== SOURCE DATA ==

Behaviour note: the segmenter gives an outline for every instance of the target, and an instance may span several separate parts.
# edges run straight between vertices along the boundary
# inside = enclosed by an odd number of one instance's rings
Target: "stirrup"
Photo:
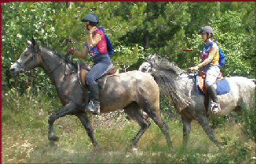
[[[88,105],[85,108],[86,112],[90,112],[93,115],[99,115],[100,114],[100,102],[93,101],[90,101]]]
[[[212,112],[214,114],[216,114],[216,113],[221,112],[220,103],[212,102],[212,103],[211,103],[210,109],[211,109],[211,112]]]

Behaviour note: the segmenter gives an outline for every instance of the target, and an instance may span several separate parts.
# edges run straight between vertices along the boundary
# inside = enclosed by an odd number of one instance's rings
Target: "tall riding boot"
[[[214,113],[219,112],[221,111],[220,103],[217,97],[217,91],[214,85],[208,87],[208,93],[211,98],[213,103],[211,104],[211,111]]]
[[[90,98],[88,105],[86,106],[85,112],[93,112],[94,115],[100,114],[100,95],[97,84],[90,85]]]

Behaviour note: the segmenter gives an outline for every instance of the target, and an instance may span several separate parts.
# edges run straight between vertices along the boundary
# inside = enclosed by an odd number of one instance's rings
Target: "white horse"
[[[191,122],[196,119],[203,127],[209,138],[218,147],[220,142],[215,138],[214,130],[209,126],[207,114],[211,116],[224,116],[232,111],[255,109],[255,80],[243,77],[225,77],[229,83],[230,92],[218,95],[221,110],[214,114],[207,113],[205,97],[196,91],[195,74],[188,74],[167,59],[151,55],[143,62],[139,70],[150,73],[161,87],[162,94],[166,95],[177,112],[181,115],[183,123],[183,146],[188,143]]]

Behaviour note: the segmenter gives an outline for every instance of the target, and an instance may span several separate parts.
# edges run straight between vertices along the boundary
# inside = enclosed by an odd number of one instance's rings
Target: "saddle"
[[[86,87],[86,74],[91,70],[91,66],[89,64],[85,64],[83,62],[80,62],[78,65],[78,76],[82,86]],[[109,75],[114,75],[118,73],[118,69],[115,66],[113,66],[102,77],[101,77],[98,80],[101,85],[104,85],[106,77]]]
[[[197,79],[197,86],[201,92],[204,95],[208,94],[207,88],[206,86],[205,80],[207,77],[207,74],[204,72],[199,72],[199,74],[198,75],[198,79]],[[217,77],[216,84],[218,84],[220,80],[224,80],[224,77],[222,76],[222,73],[220,73],[219,76]]]

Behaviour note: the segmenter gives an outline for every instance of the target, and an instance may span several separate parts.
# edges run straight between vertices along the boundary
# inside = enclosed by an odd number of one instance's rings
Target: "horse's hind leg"
[[[140,109],[138,104],[136,102],[133,102],[126,106],[124,108],[124,112],[127,113],[133,119],[136,120],[141,127],[132,141],[132,146],[137,148],[140,138],[150,126],[150,121],[144,118],[141,110]]]
[[[91,140],[91,141],[93,144],[94,148],[97,148],[98,144],[96,141],[96,139],[94,137],[93,130],[90,125],[90,120],[87,118],[87,116],[85,113],[79,113],[79,114],[76,114],[75,116],[80,119],[82,126],[86,129],[87,134],[90,137],[90,139]]]
[[[207,134],[208,137],[213,141],[219,148],[221,148],[221,144],[215,137],[214,130],[209,125],[209,120],[206,115],[199,115],[196,117],[196,120],[203,127],[203,130]]]
[[[181,115],[181,120],[183,124],[183,148],[185,148],[188,144],[190,130],[191,130],[191,122],[192,119],[187,118]]]

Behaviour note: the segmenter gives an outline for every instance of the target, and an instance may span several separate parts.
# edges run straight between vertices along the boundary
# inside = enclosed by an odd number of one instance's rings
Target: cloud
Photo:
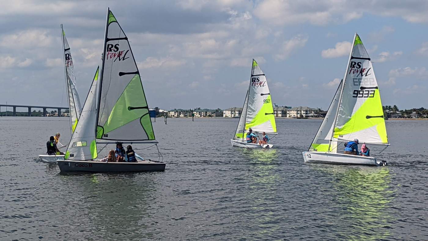
[[[52,45],[54,38],[48,31],[42,29],[30,29],[7,34],[2,37],[0,46],[11,48],[33,48]]]
[[[325,49],[321,51],[321,56],[324,58],[337,58],[349,54],[352,44],[348,41],[339,42],[334,48]]]
[[[288,58],[293,52],[306,45],[308,37],[298,35],[288,40],[284,41],[277,53],[273,55],[275,60],[284,60]]]
[[[186,61],[184,59],[177,60],[171,57],[164,58],[148,57],[141,63],[137,63],[140,69],[151,69],[154,68],[174,68],[184,65]]]
[[[394,52],[392,54],[389,52],[381,52],[377,58],[373,60],[373,62],[383,63],[387,61],[391,61],[397,59],[397,58],[403,54],[402,51]]]
[[[259,64],[263,64],[266,62],[265,58],[262,56],[255,57],[254,59]],[[249,67],[251,66],[253,58],[248,57],[246,58],[235,58],[232,59],[230,61],[230,66],[232,66]]]
[[[27,58],[25,59],[25,60],[24,61],[18,63],[18,66],[19,67],[27,67],[31,64],[32,63],[32,60],[30,59]]]
[[[46,67],[59,67],[62,66],[63,64],[62,59],[59,58],[46,59],[46,60],[45,62],[45,65]]]
[[[194,89],[199,86],[199,82],[197,81],[193,81],[189,85],[189,87],[193,89]]]
[[[414,76],[419,78],[428,78],[428,71],[425,67],[416,67],[414,69],[406,67],[391,69],[389,71],[389,75],[392,77]]]
[[[421,55],[428,55],[428,42],[422,43],[422,46],[416,50],[416,52]]]
[[[327,88],[337,88],[338,85],[339,85],[339,83],[340,83],[340,79],[336,78],[327,84],[323,84],[322,85],[324,87],[327,87]]]
[[[395,29],[391,26],[384,26],[380,30],[370,33],[369,34],[369,39],[372,41],[380,42],[383,40],[387,35],[395,31]]]

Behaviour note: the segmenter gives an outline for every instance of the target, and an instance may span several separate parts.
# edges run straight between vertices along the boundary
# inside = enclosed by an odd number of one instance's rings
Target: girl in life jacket
[[[138,161],[137,160],[137,158],[141,160],[144,160],[144,158],[139,156],[137,153],[135,153],[134,150],[132,150],[132,147],[131,145],[126,147],[126,156],[125,157],[125,161],[130,163],[136,163]]]

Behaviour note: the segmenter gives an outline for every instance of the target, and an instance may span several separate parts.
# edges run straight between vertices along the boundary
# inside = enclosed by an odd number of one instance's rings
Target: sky
[[[326,110],[355,32],[372,58],[382,104],[428,108],[426,0],[14,0],[2,6],[1,103],[67,106],[62,24],[83,105],[100,62],[110,7],[131,42],[150,108],[241,107],[254,58],[273,103]]]

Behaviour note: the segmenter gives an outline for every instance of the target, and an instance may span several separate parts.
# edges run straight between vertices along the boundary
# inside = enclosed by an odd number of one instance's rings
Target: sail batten
[[[128,38],[109,9],[104,48],[97,139],[155,140],[140,72]]]
[[[67,86],[68,109],[70,112],[70,126],[71,133],[72,134],[77,125],[79,116],[82,111],[82,107],[79,94],[76,87],[76,77],[74,72],[74,66],[73,59],[71,58],[70,46],[65,37],[65,33],[62,28],[62,24],[61,24],[61,30],[62,33],[62,48],[64,49],[63,52],[64,69]]]

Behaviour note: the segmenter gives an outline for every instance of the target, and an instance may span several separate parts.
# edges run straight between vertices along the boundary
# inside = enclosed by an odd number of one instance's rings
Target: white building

===

• AIM: Go through the entries above and print each one exactly, minus the pictures.

• WRITTEN RESPONSE:
Behaviour note: the segmenter gives an outline for every instance of the target, and an instance may span several separate parts.
# edges run straight between vertices along the boundary
# inside = enclosed by an odd number of one instance's rings
Target: "stirrup"
Photo:
[[[88,105],[85,108],[86,112],[90,112],[93,115],[99,115],[100,114],[100,102],[93,101],[90,101]]]
[[[212,112],[214,114],[216,114],[216,113],[221,112],[220,103],[212,102],[212,103],[211,103],[210,109],[211,109],[211,112]]]

Behaviour note: the segmenter gives an outline for every instance of the target, and an instance may span several separate parts.
# edges run straight between vertices along the boundary
# inside = enclosed by an odd number of one instance's rings
Target: "tall riding boot"
[[[214,113],[219,112],[221,111],[220,103],[217,97],[217,91],[214,85],[208,87],[208,93],[211,98],[213,103],[211,104],[211,111]]]
[[[90,98],[88,105],[86,106],[85,112],[93,112],[94,115],[100,114],[100,95],[97,84],[90,85]]]

Behaviour note: the segmenter gives an outline for every instance of the target, and an instance may span several separate parts.
# edges run straight between vertices along the boundary
# inside = enclosed by an odd number of one instance's rings
Target: "white horse"
[[[191,122],[196,119],[203,127],[209,138],[218,147],[220,142],[215,138],[214,130],[209,126],[207,114],[211,116],[224,116],[232,111],[255,109],[255,80],[243,77],[225,77],[229,83],[230,92],[218,95],[221,110],[214,114],[207,113],[205,97],[196,91],[195,74],[188,74],[167,59],[151,55],[143,62],[139,70],[150,73],[161,87],[162,94],[166,95],[177,112],[181,115],[183,123],[183,146],[188,143]]]

Behaviour note: the segmenter gives an outline for every instance of the target, and an instance may span several separate parts.
# edges run straight between vertices along the boundary
# inside = enclosed by an odd number of one instance's rings
Target: "saddle"
[[[86,87],[86,74],[91,70],[91,66],[89,64],[85,64],[83,62],[80,62],[78,65],[78,76],[82,86]],[[109,75],[114,75],[118,73],[118,69],[115,66],[113,66],[102,77],[101,77],[98,80],[101,85],[104,85],[106,77]]]
[[[197,79],[197,86],[201,92],[204,95],[208,94],[207,88],[206,86],[205,80],[207,77],[207,74],[204,72],[199,72],[199,74],[198,75],[198,79]],[[217,77],[216,84],[218,84],[220,80],[224,80],[224,77],[222,76],[222,73],[220,73],[219,76]]]

Behaviour note: the segmenter gives an outline for every instance of the target, and an instance may span several separate parts.
# edges run straight between vertices along the boundary
# inside = enclosed by an odd number of one instance's rings
Target: "horse's hind leg"
[[[140,109],[138,104],[136,102],[133,102],[126,106],[124,108],[124,112],[127,113],[133,119],[136,120],[141,127],[132,141],[132,146],[137,148],[140,138],[150,126],[150,121],[144,118],[141,110]]]
[[[91,140],[91,141],[93,144],[94,148],[97,148],[98,144],[96,141],[96,139],[94,137],[93,130],[90,125],[90,120],[87,118],[87,116],[85,113],[79,113],[79,114],[76,114],[75,116],[80,119],[82,126],[86,129],[87,134],[90,137],[90,139]]]
[[[207,134],[208,137],[213,141],[219,148],[221,148],[221,144],[215,137],[214,130],[209,125],[209,120],[206,115],[199,115],[196,117],[196,120],[203,127],[203,130]]]
[[[181,115],[181,120],[183,124],[183,148],[185,148],[188,144],[190,130],[191,130],[191,122],[192,119],[187,118]]]

Behaviour note: the segmenter gives an outline for every instance of the target, and an instance may span several separate parts.
# edges run straight between vertices along the boundary
# inside = enclosed by an odd number of one instance's rings
Target: cloud
Photo:
[[[52,45],[54,38],[48,31],[42,29],[30,29],[7,34],[2,37],[0,46],[11,48],[33,48]]]
[[[325,49],[321,51],[321,56],[324,58],[337,58],[349,54],[352,44],[348,41],[339,42],[334,48]]]
[[[288,58],[293,52],[306,45],[308,37],[298,35],[288,40],[284,41],[277,53],[273,55],[275,60],[284,60]]]
[[[186,61],[184,59],[177,60],[171,57],[164,58],[148,57],[141,63],[137,63],[140,69],[151,69],[154,68],[174,68],[184,65]]]
[[[394,52],[392,54],[389,52],[381,52],[377,58],[373,60],[373,62],[383,63],[387,61],[391,61],[397,59],[397,58],[403,54],[402,51]]]
[[[259,64],[263,64],[266,62],[265,58],[262,56],[255,57],[254,59]],[[249,67],[251,66],[253,58],[248,57],[246,58],[235,58],[232,59],[230,61],[230,66],[232,66]]]
[[[27,58],[25,59],[25,60],[24,61],[18,63],[18,66],[19,67],[27,67],[31,64],[32,63],[32,60],[30,59]]]
[[[46,67],[59,67],[62,66],[63,64],[62,59],[59,58],[46,59],[46,60],[45,62],[45,65]]]
[[[194,89],[199,86],[199,82],[197,81],[193,81],[189,85],[189,87],[193,89]]]
[[[414,76],[419,78],[428,78],[428,71],[425,67],[416,67],[414,69],[406,67],[391,69],[389,71],[389,75],[392,77]]]
[[[421,55],[428,55],[428,42],[422,43],[422,46],[416,50],[416,52]]]
[[[327,88],[337,88],[338,85],[339,85],[339,83],[340,83],[340,79],[336,78],[327,84],[323,84],[322,85],[324,87],[327,87]]]
[[[395,29],[391,26],[384,26],[380,30],[370,33],[369,34],[369,39],[372,41],[380,42],[383,40],[387,35],[395,31]]]

Behaviour note: the segmenter gives an outline for every instance of the target, and an instance may span several separate parts.
# edges run straight between vertices along the boundary
# inside = enclosed by an odd number of one instance's rings
Target: girl in life jacket
[[[138,161],[137,160],[137,158],[141,160],[144,160],[144,158],[139,156],[137,153],[135,153],[134,150],[132,150],[132,147],[131,145],[126,147],[126,156],[125,157],[125,161],[130,163],[136,163]]]

Behaviour note: the segmenter gives an outline for every instance of the target, and an instance may span several separate parts.
# edges run straight between vertices along the boundary
# inside = enclosed by an odd number of one instance's rings
Target: sky
[[[326,110],[355,32],[372,58],[382,104],[428,108],[426,0],[14,0],[2,6],[1,103],[67,106],[62,24],[83,105],[100,62],[110,7],[131,42],[150,108],[241,107],[254,58],[273,103]]]

Behaviour note: the segmenter gives an outline for every instance of the target, and an instance may span several separate parts.
# edges run straight between vertices along the boundary
# inside = enclosed by an odd number of one instance's rings
Target: sail batten
[[[128,38],[109,9],[104,48],[97,139],[155,140],[140,72]]]
[[[67,86],[68,109],[70,112],[70,126],[71,133],[72,134],[77,125],[79,116],[82,111],[82,107],[79,94],[76,87],[76,77],[74,72],[74,66],[73,59],[71,58],[70,46],[65,37],[65,33],[62,28],[62,24],[61,24],[61,30],[62,33],[62,48],[64,49],[63,52],[64,69]]]

Behaviour note: the segmenter gives an outline for every instance of the target, and an instance may span several separate parts.
# edges run straight between vertices along the boundary
# inside = enclosed by an odd number of one instance's rings
Target: white building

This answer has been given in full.